Excerpted text:
[Begin]
If you dont do content creation stuff like video encoding / editing the 5900X has more cores than you need, I agree with other posters the 5700X is the best bang for buck.
The best CPU for gaming your gonna get is the 5800X 3D if thats what you are after and tbh the 120mm H80i is getting quite long in the tooth so to speak so it might be wise to swap that out while your at and not worry about heat concerns.


----------



## Count von Schwalbe (Sep 28, 2022)

The only issue I can think of, even with the 5800X3D, is the PCIe 3.0 limitation. However, if you do not anticipate upgrading to a top tier card in this system within the next couple of generations, I reckon you will be fine. 

The 6600XT (x8 interface) loses a maximum of 7% when reduced to PCIe 2.0 - even if RX 8k and RTX 50 use PCIe 5.0, you will be in pretty good shape.


----------



## openbox1980 (Sep 28, 2022)

I would try for the 5600x or even 5600, you said it yourself, you only do web browsing and gaming. The 5900x wont game much better than a 5600x or 5600.


----------



## freeagent (Sep 28, 2022)

5600X is a great little cpu. For gaming I prefer it over my 5900X because it’s so easy to cool, for a nice quiet system. 5900X can be a beast..


----------



## tvshacker (Sep 28, 2022)

Count von Schwalbe said:


> However, if you do not anticipate upgrading to a top tier card in this system within the next couple of generations


I'm looking for a decent deal on either a RX6700XT or a RX6800



freeagent said:


> 5900X can be a beast.





Batou1986 said:


> the 120mm H80i is getting quite long in the tooth so to speak so it might be wise to swap that out


I wasn't worried about the cooling part since both the 2700X and the 5900X are rated at 105W, and from the reviews I've seen the 5900X doesn't use a significant amount of power over the 2700X.



Batou1986 said:


> If you dont do content creation stuff like video encoding / editing the 5900X has more cores than you need


I don't, but I've played with VMs in the past. But seeing intel pumping out an increasing the number of cores every year, makes me believe Windows and other software will eventually take advantage from the extra cores.
I come from a time where certain games would straight up not run if you didn't have enough threads on your system (I believe it was a Splinter Cell).
[End]
Given request: In the CPU thread, what is the maximum performance the 6600XT loses when reduced to PCIe 2.0? The listing after this point is separate from the thread.

Source data:
[Begin]
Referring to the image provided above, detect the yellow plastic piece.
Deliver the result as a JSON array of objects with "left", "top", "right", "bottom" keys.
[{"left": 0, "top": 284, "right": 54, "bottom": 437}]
[End]
Task result: A maximum of 7%.